— Directions for this task —
According to the text on the genetic risk assessment program, approximately what share of cancer is due to an inherited predisposition?

— Selected excerpt —
Genetic Risk Assessment Program
Approximately 10 percent of cancer is due to an inherited predisposition. This means there is a change or mutation in a gene that can lead to an increased risk to develop certain types of cancer. An inherited predisposition can be passed from parents to children.
The Cancer Genetic Risk Assessment Program at the Dignity Health – Cancer Institute at St. Joseph’s Hospital and Medical Center provides genetic counseling, education, and when appropriate, facilitates genetic testing for those concerned about an inherited predisposition to cancer.
There are certain cancers that are more likely to be related to a familial predisposition. These can include breast, ovarian, colon, prostate, thyroid, brain, pancreatic cancers, melanoma and others.
“The benefit of identifying an inherited predisposition to cancer in a family is the information it can provide to the individual and their family. The process of genetic counseling allows people to become informed about their risk to develop cancer and then make informed decisions regarding screening,” explained Kimberly Brussow, MS, a certified genetic counselor for the Dignity Health – Cancer Institute at St. Joseph’s and certified by the American Board of Genetic Counseling.

— Recorded data —
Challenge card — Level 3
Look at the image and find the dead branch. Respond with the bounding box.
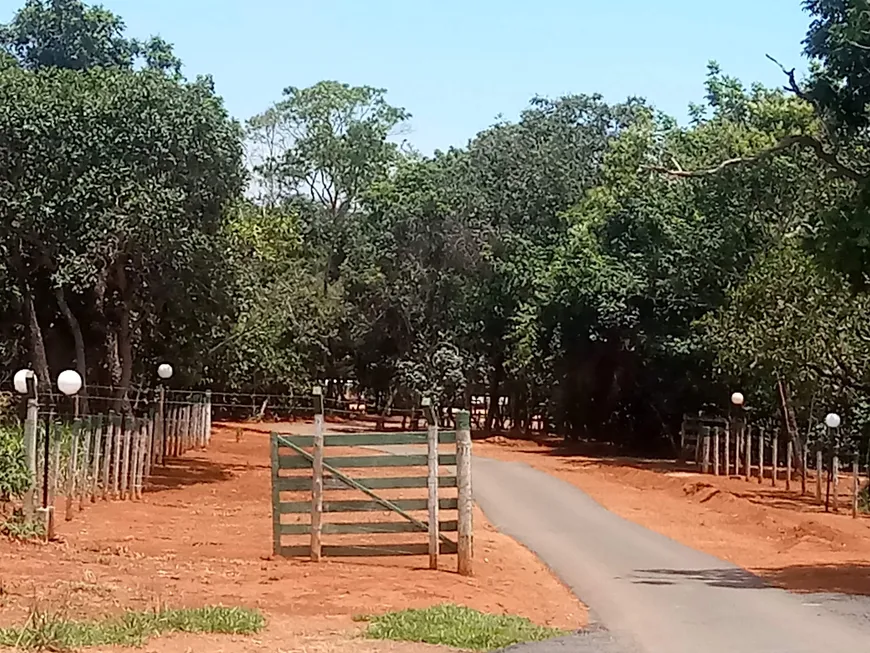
[643,134,868,182]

— Solved exercise —
Approximately 10 percent.